STATED PROBLEM 1 ▸
Answer these questions about the stray dogs page:
(a) How long did the collie sit in the neighbor's yard?
(b) What is next door to the house where the reply's writer lives?
(c) Where did the two roaming dogs sometimes drink water?

PAGE ▸
—————
Mary said: Wait till you start finding stray dogs in your yard sitting looking for the owner to come back. Breaks your heart. We had one collie that sat a week in my neighbors yard and would not budge just looking and waiting for the owner to come get him. So sad. There’s something about country living that makes people think they can drop off their unwanted pets and they’ll find a good home. I wish I could find these idiots that do this and show them a picture of their pet looking so sad and abandoned. I hope this doesn’t happen to you, but if it does I know the strays will be in good hands till you find them homes.
Oh Mary, don’t EVEN get me started. I don’t know if I wrote about this before or not – I meant to, but I don’t think I did – but when we moved into this house, we’d occasionally see two dogs roaming around together. They’d go across the back forty, sometimes drink water out of the pond, but if we called to them, they paid no attention to us at all. We thought perhaps they belonged to someone in the area and had travelling feet. One day I was going out to check the mail, and I glanced over at the church lawn (we live next door to a church), and one of the dogs was laying beside the road. I walked toward him, hoping he was just hurt and I could take him to the vet, but pretty quickly found that he was dead. It bothered me, having him lay there in the hot sun, and I said something to Fred about it.
—————
(Stored entries)
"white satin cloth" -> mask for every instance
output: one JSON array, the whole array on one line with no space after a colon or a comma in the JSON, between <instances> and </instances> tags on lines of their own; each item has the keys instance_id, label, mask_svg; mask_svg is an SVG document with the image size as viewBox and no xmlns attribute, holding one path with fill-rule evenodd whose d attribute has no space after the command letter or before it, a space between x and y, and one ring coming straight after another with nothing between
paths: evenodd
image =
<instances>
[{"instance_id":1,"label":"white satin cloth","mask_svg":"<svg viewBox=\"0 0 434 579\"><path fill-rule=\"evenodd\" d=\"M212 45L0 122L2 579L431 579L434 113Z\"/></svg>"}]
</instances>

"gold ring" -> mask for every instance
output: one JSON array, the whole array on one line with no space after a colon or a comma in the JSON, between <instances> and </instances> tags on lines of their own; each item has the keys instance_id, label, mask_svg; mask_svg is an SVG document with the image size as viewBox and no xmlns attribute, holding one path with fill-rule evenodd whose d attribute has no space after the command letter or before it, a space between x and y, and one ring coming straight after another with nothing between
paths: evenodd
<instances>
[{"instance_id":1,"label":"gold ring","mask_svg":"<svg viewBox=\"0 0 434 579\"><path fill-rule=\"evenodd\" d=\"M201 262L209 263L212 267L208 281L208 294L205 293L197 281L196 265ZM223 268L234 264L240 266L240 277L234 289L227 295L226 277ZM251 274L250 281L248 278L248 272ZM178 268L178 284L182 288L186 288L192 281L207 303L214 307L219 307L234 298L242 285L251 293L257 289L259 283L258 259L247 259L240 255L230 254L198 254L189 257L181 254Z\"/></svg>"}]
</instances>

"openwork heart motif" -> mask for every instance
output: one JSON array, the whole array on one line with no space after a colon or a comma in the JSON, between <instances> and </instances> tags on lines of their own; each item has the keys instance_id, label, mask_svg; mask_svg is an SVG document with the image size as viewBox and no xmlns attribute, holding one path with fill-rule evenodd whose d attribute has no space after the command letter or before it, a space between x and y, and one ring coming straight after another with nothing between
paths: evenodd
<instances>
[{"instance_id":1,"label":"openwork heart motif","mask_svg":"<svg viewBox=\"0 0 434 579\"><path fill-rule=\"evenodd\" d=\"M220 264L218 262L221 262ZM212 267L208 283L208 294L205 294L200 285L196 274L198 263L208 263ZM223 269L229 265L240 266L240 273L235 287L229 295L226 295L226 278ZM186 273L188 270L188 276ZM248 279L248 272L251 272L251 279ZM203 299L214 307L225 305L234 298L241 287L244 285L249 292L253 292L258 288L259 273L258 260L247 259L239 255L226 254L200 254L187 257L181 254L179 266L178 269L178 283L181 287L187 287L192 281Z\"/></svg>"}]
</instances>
—————
STATED PROBLEM 2 ▸ Count how many lines of the listing above contain the string "satin", and reply with the number alone.

RESPONSE 1 ▸
(a) A week.
(b) A church.
(c) Out of the pond.

RESPONSE 2 ▸ 2